July 01, 2008|T.J. SIMERS

The granddaughter has been talking lately to Sissy and Fada, her two imaginary friends.

The other day she was playing hide-and-seek, and asked her father to hide with her until Sissy found them.

I wouldn't be surprised to learn the Grocery Store Bagger is still hiding, any reason to avoid going to work.

Tough to know, though, because the former daughter took the 7-Eleven Kid to Arizona a few months back because she thought the child's father was more important than the baby's grandparents.

But as good luck would have it, the kid was back in town for the Scully & Wooden get-together, and before the event she had a chat with Wooden -- listening to the man as if her playing time depended on it.

I had a hunch all along they'd hit it off -- knowing the fantasy world Wooden lives in. I wouldn't be surprised to learn Wooden invited Sissy and Fada to join him at his condo, so long as they agree to dress properly and behave.

As you know, he's still a stickler for such things. For example, when owner Jeff Herdman called from HAX (haxla.com) to ask Wooden to attach his name to a basketball academy and upcoming camp, Wooden agreed so long as instructors emphasized fundamentals and promised no showmanship would be tolerated.

"Why didn't you tell him to just take all the fun out of the game?" I suggested.

"I think it's fun to do things the proper way," Wooden said. "Basketball is a beautiful game and should be a game of finesse. Today everyone travels, uses their hands on defense and backs into the basket. That's not the game. It's a game of movement."

PROVIDED INFORMATION =>

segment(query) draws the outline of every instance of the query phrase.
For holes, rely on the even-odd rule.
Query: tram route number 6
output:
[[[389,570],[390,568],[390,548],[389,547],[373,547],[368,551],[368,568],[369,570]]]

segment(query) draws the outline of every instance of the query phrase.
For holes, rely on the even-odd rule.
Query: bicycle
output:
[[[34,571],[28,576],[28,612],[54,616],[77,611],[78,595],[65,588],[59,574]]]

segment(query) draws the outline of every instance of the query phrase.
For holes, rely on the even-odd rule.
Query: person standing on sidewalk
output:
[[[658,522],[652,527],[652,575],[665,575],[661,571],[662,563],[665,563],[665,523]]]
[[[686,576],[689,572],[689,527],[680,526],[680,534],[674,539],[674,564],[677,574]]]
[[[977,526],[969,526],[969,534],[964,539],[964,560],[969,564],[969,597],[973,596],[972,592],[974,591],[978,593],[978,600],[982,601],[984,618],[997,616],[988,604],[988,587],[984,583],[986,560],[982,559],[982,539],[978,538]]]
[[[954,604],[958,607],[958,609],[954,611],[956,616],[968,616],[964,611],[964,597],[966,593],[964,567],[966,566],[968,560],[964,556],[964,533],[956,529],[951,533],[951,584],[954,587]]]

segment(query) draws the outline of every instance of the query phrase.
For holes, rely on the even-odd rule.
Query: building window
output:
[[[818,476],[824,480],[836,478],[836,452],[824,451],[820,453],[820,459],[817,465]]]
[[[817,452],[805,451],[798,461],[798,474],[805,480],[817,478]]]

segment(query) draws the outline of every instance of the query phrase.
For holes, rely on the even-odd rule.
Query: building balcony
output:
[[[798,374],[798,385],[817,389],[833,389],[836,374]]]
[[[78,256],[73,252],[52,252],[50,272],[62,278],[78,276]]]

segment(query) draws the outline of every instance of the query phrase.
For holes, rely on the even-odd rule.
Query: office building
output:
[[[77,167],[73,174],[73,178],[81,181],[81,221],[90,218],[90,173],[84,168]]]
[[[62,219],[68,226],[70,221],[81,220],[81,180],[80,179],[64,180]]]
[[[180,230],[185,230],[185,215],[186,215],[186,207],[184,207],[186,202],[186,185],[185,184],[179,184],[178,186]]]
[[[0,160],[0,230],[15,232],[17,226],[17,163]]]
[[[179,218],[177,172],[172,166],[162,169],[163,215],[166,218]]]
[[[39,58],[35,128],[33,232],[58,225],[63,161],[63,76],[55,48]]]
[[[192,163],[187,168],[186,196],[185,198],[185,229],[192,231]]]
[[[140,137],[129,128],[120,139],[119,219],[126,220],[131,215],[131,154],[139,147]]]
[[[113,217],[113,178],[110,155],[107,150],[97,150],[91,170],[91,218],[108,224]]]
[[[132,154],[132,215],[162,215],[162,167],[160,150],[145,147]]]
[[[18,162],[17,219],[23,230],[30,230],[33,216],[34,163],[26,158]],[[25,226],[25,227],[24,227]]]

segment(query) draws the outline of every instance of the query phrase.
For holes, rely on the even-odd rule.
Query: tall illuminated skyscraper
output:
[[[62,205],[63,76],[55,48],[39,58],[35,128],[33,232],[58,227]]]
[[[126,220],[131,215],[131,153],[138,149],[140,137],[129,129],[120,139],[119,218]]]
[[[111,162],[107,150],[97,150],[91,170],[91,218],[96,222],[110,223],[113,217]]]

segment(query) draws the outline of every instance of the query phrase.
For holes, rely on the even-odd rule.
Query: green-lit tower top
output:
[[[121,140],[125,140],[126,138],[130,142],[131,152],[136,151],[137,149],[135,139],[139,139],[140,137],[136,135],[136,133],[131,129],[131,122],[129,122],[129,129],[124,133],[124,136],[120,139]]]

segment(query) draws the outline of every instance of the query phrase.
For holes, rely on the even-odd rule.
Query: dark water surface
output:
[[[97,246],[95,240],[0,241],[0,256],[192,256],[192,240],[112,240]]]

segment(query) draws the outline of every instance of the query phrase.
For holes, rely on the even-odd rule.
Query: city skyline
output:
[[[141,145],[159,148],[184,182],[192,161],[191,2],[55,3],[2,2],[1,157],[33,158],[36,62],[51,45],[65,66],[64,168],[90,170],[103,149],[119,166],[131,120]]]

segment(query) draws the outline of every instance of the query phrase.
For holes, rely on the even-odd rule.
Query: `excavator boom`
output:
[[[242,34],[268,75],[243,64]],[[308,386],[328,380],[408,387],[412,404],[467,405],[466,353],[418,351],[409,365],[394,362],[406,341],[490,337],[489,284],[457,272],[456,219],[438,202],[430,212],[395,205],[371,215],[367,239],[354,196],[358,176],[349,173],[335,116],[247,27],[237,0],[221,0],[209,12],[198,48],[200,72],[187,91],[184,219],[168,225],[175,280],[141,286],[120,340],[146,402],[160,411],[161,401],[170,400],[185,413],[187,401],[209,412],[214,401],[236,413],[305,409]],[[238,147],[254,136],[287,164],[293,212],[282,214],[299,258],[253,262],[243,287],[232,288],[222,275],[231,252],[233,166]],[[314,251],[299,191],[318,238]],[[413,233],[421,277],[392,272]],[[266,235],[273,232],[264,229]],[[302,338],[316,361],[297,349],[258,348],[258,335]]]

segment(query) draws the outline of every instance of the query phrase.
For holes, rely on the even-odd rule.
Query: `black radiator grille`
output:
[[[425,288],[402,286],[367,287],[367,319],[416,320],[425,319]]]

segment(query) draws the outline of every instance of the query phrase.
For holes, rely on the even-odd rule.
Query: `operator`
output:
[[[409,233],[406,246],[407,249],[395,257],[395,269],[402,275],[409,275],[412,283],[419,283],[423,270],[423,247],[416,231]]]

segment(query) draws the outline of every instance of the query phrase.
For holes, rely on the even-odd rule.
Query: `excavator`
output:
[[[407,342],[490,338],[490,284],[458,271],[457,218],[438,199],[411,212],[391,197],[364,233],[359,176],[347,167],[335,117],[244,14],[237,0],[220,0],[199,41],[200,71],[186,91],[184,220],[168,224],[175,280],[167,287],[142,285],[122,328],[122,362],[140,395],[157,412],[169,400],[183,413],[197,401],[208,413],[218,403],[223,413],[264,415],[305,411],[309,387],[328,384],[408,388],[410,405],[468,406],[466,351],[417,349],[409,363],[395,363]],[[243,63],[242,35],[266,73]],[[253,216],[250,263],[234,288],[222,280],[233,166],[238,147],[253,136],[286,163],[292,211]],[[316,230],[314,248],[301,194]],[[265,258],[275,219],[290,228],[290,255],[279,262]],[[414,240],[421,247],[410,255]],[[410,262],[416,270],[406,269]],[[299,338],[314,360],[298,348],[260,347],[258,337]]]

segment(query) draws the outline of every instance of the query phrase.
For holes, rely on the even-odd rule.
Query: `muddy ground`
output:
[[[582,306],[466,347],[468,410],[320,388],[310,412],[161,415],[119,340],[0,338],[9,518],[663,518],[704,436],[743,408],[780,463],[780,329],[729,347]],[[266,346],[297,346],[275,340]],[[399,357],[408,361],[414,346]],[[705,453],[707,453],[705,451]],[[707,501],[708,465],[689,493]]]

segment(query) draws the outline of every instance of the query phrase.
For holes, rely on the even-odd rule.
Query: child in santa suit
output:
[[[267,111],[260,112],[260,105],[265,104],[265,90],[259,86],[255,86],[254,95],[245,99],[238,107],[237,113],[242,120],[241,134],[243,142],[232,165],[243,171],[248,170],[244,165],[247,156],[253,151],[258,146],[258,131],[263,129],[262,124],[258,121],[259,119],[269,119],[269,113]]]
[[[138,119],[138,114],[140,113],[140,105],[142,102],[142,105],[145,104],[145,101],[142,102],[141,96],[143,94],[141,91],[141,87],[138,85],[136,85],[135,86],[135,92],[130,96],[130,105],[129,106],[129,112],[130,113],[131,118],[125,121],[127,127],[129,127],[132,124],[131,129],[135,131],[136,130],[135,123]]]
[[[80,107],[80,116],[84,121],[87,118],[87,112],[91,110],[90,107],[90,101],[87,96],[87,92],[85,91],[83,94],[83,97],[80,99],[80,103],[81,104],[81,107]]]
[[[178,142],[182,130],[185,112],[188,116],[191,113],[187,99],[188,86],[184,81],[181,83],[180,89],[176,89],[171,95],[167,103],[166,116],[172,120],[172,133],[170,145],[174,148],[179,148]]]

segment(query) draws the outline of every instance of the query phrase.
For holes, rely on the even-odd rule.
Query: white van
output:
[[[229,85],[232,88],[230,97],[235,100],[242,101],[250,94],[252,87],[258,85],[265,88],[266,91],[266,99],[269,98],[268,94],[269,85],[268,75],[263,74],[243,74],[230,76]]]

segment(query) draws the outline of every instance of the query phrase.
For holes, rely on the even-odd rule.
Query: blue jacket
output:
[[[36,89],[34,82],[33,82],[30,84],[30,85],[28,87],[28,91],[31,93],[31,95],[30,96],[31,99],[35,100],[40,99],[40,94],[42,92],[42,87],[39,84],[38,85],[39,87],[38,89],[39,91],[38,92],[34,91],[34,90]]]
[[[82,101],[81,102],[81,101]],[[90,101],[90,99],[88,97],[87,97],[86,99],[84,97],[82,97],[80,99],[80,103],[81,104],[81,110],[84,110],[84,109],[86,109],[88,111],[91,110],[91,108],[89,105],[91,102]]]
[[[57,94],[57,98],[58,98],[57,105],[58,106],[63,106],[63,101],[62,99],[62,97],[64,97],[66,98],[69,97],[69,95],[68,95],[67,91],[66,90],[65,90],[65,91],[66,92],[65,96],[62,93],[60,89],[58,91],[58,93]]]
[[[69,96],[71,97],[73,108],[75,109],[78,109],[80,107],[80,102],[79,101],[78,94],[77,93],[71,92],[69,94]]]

EXERCISE REQUIREMENTS =>
Can you reproduce the entire Wooden column above, word for word?

FINISHED ANSWER =>
July 01, 2008|T.J. SIMERS

The granddaughter has been talking lately to Sissy and Fada, her two imaginary friends.

The other day she was playing hide-and-seek, and asked her father to hide with her until Sissy found them.

I wouldn't be surprised to learn the Grocery Store Bagger is still hiding, any reason to avoid going to work.

Tough to know, though, because the former daughter took the 7-Eleven Kid to Arizona a few months back because she thought the child's father was more important than the baby's grandparents.

But as good luck would have it, the kid was back in town for the Scully & Wooden get-together, and before the event she had a chat with Wooden -- listening to the man as if her playing time depended on it.

I had a hunch all along they'd hit it off -- knowing the fantasy world Wooden lives in. I wouldn't be surprised to learn Wooden invited Sissy and Fada to join him at his condo, so long as they agree to dress properly and behave.

As you know, he's still a stickler for such things. For example, when owner Jeff Herdman called from HAX (haxla.com) to ask Wooden to attach his name to a basketball academy and upcoming camp, Wooden agreed so long as instructors emphasized fundamentals and promised no showmanship would be tolerated.

"Why didn't you tell him to just take all the fun out of the game?" I suggested.

"I think it's fun to do things the proper way," Wooden said. "Basketball is a beautiful game and should be a game of finesse. Today everyone travels, uses their hands on defense and backs into the basket. That's not the game. It's a game of movement."